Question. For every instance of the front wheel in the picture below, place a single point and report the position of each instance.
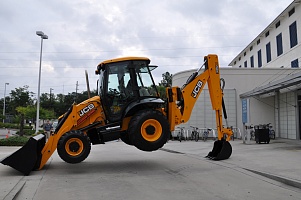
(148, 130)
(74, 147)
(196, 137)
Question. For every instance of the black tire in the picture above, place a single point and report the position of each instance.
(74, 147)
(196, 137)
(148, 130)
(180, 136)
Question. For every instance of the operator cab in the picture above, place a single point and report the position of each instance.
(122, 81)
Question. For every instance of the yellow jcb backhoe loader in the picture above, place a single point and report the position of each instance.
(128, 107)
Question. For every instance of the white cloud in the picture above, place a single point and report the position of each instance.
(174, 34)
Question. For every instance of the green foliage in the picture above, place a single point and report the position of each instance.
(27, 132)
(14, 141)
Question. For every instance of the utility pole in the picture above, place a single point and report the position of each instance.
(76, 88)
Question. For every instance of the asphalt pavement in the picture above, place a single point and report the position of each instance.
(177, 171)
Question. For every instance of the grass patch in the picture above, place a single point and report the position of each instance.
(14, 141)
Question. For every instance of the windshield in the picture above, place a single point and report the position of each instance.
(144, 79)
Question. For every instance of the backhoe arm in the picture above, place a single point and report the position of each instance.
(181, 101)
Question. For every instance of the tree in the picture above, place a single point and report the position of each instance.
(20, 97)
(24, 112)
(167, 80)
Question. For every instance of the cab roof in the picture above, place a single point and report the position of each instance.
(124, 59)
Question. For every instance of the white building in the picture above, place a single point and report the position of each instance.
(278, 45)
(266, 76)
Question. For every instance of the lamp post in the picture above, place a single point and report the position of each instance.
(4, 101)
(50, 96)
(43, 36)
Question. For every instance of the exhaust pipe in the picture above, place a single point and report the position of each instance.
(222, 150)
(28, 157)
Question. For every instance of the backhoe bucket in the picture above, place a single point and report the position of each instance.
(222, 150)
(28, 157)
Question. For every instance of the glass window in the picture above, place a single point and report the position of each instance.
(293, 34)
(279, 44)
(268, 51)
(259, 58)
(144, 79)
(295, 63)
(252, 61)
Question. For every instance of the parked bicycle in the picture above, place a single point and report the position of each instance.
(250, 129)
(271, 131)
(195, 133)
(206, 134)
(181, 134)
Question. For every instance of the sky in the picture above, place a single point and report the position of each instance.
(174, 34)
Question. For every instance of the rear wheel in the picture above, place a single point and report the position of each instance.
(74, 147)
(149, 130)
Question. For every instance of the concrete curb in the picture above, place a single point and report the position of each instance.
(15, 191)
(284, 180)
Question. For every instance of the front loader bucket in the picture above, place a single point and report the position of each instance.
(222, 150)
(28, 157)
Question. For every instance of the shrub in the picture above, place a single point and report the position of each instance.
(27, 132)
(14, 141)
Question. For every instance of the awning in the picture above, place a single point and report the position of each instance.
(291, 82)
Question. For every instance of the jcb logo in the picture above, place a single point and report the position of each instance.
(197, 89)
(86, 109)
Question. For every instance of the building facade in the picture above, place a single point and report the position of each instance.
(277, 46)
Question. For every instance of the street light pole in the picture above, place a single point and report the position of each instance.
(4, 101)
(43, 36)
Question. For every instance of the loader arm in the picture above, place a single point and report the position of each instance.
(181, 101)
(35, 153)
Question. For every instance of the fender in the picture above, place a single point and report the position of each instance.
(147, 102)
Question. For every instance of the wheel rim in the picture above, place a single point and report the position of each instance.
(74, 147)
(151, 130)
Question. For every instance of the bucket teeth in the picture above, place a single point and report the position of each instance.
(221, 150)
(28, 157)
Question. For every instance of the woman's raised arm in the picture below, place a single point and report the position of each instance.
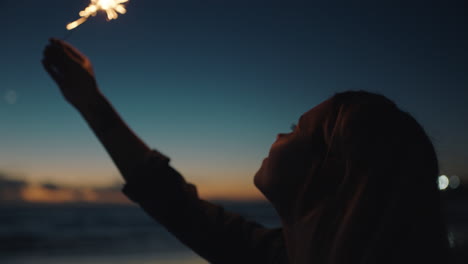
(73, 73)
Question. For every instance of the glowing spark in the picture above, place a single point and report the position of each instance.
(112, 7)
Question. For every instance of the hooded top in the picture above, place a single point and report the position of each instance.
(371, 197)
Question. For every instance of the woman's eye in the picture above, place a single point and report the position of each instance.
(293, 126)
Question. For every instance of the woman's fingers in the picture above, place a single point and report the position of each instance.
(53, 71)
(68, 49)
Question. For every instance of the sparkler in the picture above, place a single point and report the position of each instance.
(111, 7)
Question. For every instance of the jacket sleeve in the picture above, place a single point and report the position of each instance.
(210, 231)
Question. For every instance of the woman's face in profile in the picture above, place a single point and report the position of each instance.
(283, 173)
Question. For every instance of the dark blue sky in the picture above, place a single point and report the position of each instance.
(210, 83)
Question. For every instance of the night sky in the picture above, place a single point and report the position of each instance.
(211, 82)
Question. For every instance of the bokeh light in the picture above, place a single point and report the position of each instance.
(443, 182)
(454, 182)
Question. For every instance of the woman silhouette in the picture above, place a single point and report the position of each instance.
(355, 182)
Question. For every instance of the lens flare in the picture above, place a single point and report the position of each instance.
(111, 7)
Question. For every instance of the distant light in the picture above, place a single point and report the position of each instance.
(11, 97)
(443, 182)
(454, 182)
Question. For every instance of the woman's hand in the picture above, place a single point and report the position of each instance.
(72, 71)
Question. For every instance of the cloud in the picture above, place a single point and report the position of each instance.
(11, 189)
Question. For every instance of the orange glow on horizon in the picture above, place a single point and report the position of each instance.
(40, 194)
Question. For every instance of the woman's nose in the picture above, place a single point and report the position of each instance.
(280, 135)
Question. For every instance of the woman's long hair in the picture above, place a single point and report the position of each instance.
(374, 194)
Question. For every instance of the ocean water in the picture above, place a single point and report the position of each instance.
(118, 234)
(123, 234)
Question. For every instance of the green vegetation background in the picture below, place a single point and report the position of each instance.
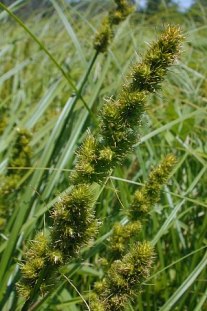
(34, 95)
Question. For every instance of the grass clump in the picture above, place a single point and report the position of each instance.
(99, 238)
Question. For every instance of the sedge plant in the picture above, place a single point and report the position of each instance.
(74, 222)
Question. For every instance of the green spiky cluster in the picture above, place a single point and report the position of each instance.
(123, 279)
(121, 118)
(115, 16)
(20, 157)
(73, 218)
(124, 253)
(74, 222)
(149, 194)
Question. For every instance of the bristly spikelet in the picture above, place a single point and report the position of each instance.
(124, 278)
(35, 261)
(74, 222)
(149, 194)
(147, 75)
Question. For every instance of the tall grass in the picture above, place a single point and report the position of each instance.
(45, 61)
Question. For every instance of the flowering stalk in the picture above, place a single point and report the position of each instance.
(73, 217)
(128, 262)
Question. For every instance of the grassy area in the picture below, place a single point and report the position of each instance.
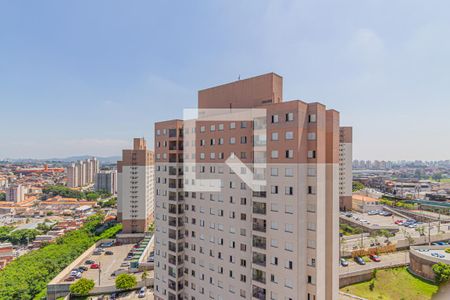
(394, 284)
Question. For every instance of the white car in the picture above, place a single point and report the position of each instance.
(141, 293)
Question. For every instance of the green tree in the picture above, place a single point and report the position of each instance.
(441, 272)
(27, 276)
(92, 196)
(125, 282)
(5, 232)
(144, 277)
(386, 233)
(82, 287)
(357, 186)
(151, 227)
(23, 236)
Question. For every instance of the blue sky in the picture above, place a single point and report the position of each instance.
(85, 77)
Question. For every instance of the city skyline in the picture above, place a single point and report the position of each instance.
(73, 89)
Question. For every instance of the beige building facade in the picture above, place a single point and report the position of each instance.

▬▬▬▬▬▬▬▬▬▬

◆ Objective:
Without including any pictures, print all of the material exactly as given.

◆ Correct result:
Question. For every instance of the front wheel in the picture below, place a single point and report the position of each instance.
(148, 130)
(74, 147)
(196, 137)
Question. For every instance of the black tire in the picture above, place a single point and report the position of each instance.
(74, 147)
(196, 137)
(148, 130)
(180, 136)
Question. For every instance of the operator cab in the picture above, place a single point and report the position of each instance.
(122, 81)
Question. For every instance of the yellow jcb backhoe loader in the picture above, place a single point and report the position of each instance.
(128, 107)
Question. For every instance of the white cloud in the picture above, place a single point and report the position of each instance.
(174, 34)
Question. For every instance of the green foliage in the picture above, place a single point and report the position of each instance.
(27, 132)
(14, 141)
Question. For every instance of the utility pole in the picture above, place a single point and report the position of each instance.
(76, 88)
Question. For every instance of the asphalt pavement in the picture above, place a single point and report the position of each instance.
(177, 171)
Question. For every instance of the grass patch in the picture above, place a single point and report the position of each instance.
(14, 141)
Question. For every instance of the windshield in the picture above, place a single point and report the position of each instance.
(144, 79)
Question. For every instance of the backhoe arm in the picture above, place a single point and report the position of each instance.
(181, 101)
Question. For every instance of the tree in the picture above, place a single point and report the position of each instance.
(20, 97)
(24, 112)
(167, 80)
Question. For every instance of the cab roof in the picture above, place a single point and report the position of each instance.
(124, 59)
Question. For every instance of the white building in the picture above, place a single point and report the position of each instance.
(278, 45)
(266, 76)
Question. For every instance of the lamp post in the picture above, place a single point and report the position of each instance.
(4, 101)
(50, 96)
(43, 36)
Question. For every instance of the exhaust pipe in the picture above, place a single point and report the position of each instance.
(222, 150)
(28, 157)
Question. For every instance of the backhoe bucket in the picture above, place a single point and report the position of each instance.
(222, 150)
(28, 157)
Question. For every instance of the glass window in the picture above, place a single point and report the position of each instance.
(293, 34)
(279, 44)
(268, 51)
(259, 58)
(144, 79)
(295, 63)
(252, 61)
Question. For every instance of the parked bicycle in the picture above, place a single point and report the position of each instance.
(250, 129)
(271, 131)
(195, 133)
(206, 134)
(181, 134)
Question. For every instance of the sky in the picture above, place a single point and report the position of each instance.
(174, 34)
Question. For every instance of the rear wheel in the picture above, place a single point and report the position of each instance.
(74, 147)
(149, 130)
Question. For every instance of the concrete curb in the picture above, place a single point and report the position of each instance.
(15, 191)
(284, 180)
Question. For every instance of the front loader bucket in the picture above, place a single point and report the position of each instance.
(222, 150)
(28, 157)
Question. For every instance of the shrub in the picture above, place a single point and report the position of each instance.
(27, 132)
(14, 141)
Question. For every instance of the awning in the picture above, place a single point and report the position of each instance.
(291, 82)
Question. For every instance of the jcb logo in the picture above, place a single point and report the position of each instance.
(197, 89)
(86, 109)
Question. For every instance of the building facade in the picture above, place a single point and report the position of each instance.
(277, 46)
Question. For every instance of the street light pole in the picture above, place a single point and report the position of each instance.
(4, 101)
(43, 36)
Question. For every instance of the loader arm in the picture above, place a single point and report the position of each instance.
(181, 101)
(35, 153)
Question. For every instance of the fender in the picture above, place a single point and report the position of each instance.
(147, 102)
Question. For every instance of the wheel rim in the picture above, place a single point and report the position of each instance.
(74, 147)
(151, 130)
Question. For every instance of the bucket teeth in the picture above, place a single point and report the position of each instance.
(221, 150)
(28, 157)
Question. For every instance of the woman's raised arm in the picture below, place a single point and report the position of each instance.
(73, 73)
Question. For every instance of the glowing spark in the picture above, place a single point and report the position of each instance.
(112, 7)
Question. For every instance of the hooded top in the picture above, place a single point and report the position of each instance.
(371, 197)
Question. For every instance of the woman's eye in the picture above, place a single point and report the position of each instance.
(293, 126)
Question. For every instance of the woman's fingers in the picture above, place a single point and report the position of each instance.
(53, 71)
(68, 49)
Question. For every instance of the sparkler in the picture above, place a single point and report the position of each instance.
(111, 7)
Question. For every instance of the jacket sleeve in the picture above, place a single point and report the position of each instance.
(210, 231)
Question. For every instance of the woman's face in profile in the picture above, place a single point and report the position of each instance.
(283, 173)
Question. For every instance of the dark blue sky in the picture above, place a single point and report the position of each instance.
(210, 83)
Question. For every instance of the night sky in the picture above, place a single point and report the position of each instance.
(211, 82)
Question. For every instance of the bokeh light in the picture above, place a single point and report the position of each instance.
(443, 182)
(454, 182)
Question. For every instance of the woman silhouette in the picture above, place a single point and report the position of each instance.
(355, 182)
Question. For every instance of the lens flare in the picture above, place a single point and report the position of each instance.
(111, 7)
Question. For every instance of the distant light in the picture above, place a single point and report the position of each instance.
(11, 97)
(443, 182)
(454, 182)
Question. For every instance of the woman's hand in the picture above, place a single point and report the position of each instance.
(72, 71)
Question. For every instance of the cloud in the picture above, place a single point and report the position of each instance.
(11, 189)
Question. For every instance of the orange glow on horizon in the picture above, place a single point and report the position of each instance.
(40, 194)
Question. For every instance of the woman's nose in the picture above, place a single point and report the position of each instance.
(280, 135)
Question. For every instance of the woman's long hair in the picture above, place a single point and report the position of each instance.
(374, 194)
Question. For every instance of the ocean water in the picture above, place a single point and report the position of each instance.
(118, 234)
(123, 234)
Question. For every instance of the green vegetation background in the picture below, place a single point and report the position of each instance.
(34, 95)
Question. For every instance of the grass clump in the picture above, place a single point and report the position of each instance.
(99, 238)
Question. For every instance of the sedge plant in the picture above, place a single point and report the position of each instance.
(74, 222)
Question. For every instance of the green spiky cluster in the picture above, place a single point and report the position of each instance.
(123, 279)
(121, 118)
(115, 16)
(20, 157)
(73, 218)
(124, 253)
(74, 222)
(149, 194)
Question. For every instance of the bristly spikelet in the picture above, place a single point and report the position of each instance.
(124, 278)
(35, 261)
(74, 222)
(149, 194)
(147, 75)
Question. For every instance of the tall grass in the picture above, place a single point and report the position of each instance.
(45, 61)
Question. For every instance of the flowering stalk in the picture above, place a single point and report the position of each instance.
(73, 217)
(128, 262)
Question. For every instance of the grassy area in the picture below, place a single point and report the position of each instance.
(394, 284)
Question. For every instance of the white car in the picture above, place a single point and report the position of each instance.
(141, 293)
Question. For every instance of the green tree in the picture above, place a single point and report the position of each instance.
(441, 272)
(27, 276)
(92, 196)
(125, 282)
(5, 232)
(144, 277)
(386, 233)
(82, 287)
(357, 186)
(151, 227)
(23, 236)
Question. For every instance of the blue sky in the picture above, place a single point and report the position of each instance.
(85, 77)
Question. For every instance of the city skyline in the picture above, place a single point and report the position of each instance.
(73, 89)
Question. For every instance of the beige building facade in the picture above, place a single point and report the position of each instance.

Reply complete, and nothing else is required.